(Records from a pointing dataset)
============================================================

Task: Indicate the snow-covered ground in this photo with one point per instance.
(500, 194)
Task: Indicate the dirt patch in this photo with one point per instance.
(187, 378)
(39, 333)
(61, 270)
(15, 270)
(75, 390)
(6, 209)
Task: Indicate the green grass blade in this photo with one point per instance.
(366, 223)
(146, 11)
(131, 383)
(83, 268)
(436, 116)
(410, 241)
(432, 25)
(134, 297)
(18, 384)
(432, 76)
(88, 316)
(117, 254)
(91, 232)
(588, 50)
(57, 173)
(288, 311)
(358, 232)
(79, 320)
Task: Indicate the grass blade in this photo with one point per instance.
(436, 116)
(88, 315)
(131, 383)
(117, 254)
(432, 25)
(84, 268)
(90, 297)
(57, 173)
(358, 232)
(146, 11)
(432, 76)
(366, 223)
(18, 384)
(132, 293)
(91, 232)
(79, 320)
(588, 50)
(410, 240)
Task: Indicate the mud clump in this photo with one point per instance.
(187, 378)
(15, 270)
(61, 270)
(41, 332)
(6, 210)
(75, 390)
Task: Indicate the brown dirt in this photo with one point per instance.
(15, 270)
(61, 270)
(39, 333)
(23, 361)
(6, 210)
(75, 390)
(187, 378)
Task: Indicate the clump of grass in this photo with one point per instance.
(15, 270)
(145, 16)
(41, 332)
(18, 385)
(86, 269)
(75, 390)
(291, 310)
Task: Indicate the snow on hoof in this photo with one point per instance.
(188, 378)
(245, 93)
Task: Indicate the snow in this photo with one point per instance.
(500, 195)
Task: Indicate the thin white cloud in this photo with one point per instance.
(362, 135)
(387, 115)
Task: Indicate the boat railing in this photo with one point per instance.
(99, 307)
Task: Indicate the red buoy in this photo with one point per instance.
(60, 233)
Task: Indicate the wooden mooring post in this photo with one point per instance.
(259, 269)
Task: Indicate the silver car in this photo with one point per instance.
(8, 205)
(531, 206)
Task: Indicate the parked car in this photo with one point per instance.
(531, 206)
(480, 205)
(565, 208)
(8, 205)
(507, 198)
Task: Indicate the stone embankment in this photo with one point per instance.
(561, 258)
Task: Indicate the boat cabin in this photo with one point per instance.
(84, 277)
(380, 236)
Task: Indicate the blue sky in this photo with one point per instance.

============================================================

== YOUR GOAL ==
Reproduce every one of the records above line for line, with no changes.

== WRITTEN ANSWER ==
Task: Indicate the snow-covered ground in this photo with one point per instance.
(500, 194)
Task: Indicate the dirt patch in this photo with one point per instance.
(187, 378)
(39, 333)
(61, 270)
(15, 270)
(75, 390)
(6, 209)
Task: Indicate the green grass blade in this photo with one point per instance.
(366, 223)
(146, 11)
(131, 383)
(83, 268)
(436, 116)
(410, 241)
(432, 25)
(134, 297)
(18, 384)
(432, 76)
(88, 316)
(117, 254)
(91, 232)
(588, 50)
(57, 173)
(288, 311)
(358, 232)
(79, 320)
Task: Indicate the grass blade in this photo with one point per instance.
(436, 116)
(88, 315)
(131, 383)
(117, 254)
(432, 25)
(84, 268)
(90, 297)
(57, 173)
(358, 232)
(146, 11)
(432, 76)
(366, 223)
(18, 384)
(132, 293)
(91, 232)
(79, 320)
(588, 50)
(410, 240)
Task: Indicate the mud clump in this photo with one point per instance.
(187, 378)
(15, 270)
(61, 270)
(41, 332)
(6, 210)
(75, 390)
Task: Indicate the brown dirt in this photo with one point per instance.
(15, 270)
(61, 270)
(39, 333)
(23, 361)
(6, 210)
(75, 390)
(187, 378)
Task: Indicate the clump of grass in this photo with one point per instance.
(15, 270)
(145, 16)
(41, 332)
(18, 385)
(86, 269)
(75, 390)
(291, 310)
Task: Indicate the snow on hoof in this photo with one point per instance.
(188, 378)
(245, 93)
Task: Indicate the snow in this photo with one point per instance.
(500, 195)
Task: Indicate the thin white cloud in this photo with one point per instance.
(362, 135)
(387, 115)
Task: Indicate the boat railing in this photo with one point per instance.
(99, 307)
Task: Indicate the red buoy in this photo with one point per instance.
(60, 233)
Task: Indicate the wooden mooring post in this photo with one point per instance.
(259, 269)
Task: Indicate the silver car in this photo with one point per instance.
(8, 205)
(531, 206)
Task: Indicate the parked car in this photo with one point per instance.
(531, 206)
(480, 205)
(565, 208)
(8, 205)
(507, 198)
Task: Indicate the stone embankment in this photo with one point per instance.
(561, 258)
Task: Indicate the boat cabin in this photo with one point per instance.
(84, 277)
(380, 236)
Task: Indicate the blue sky in this photo with one point per instance.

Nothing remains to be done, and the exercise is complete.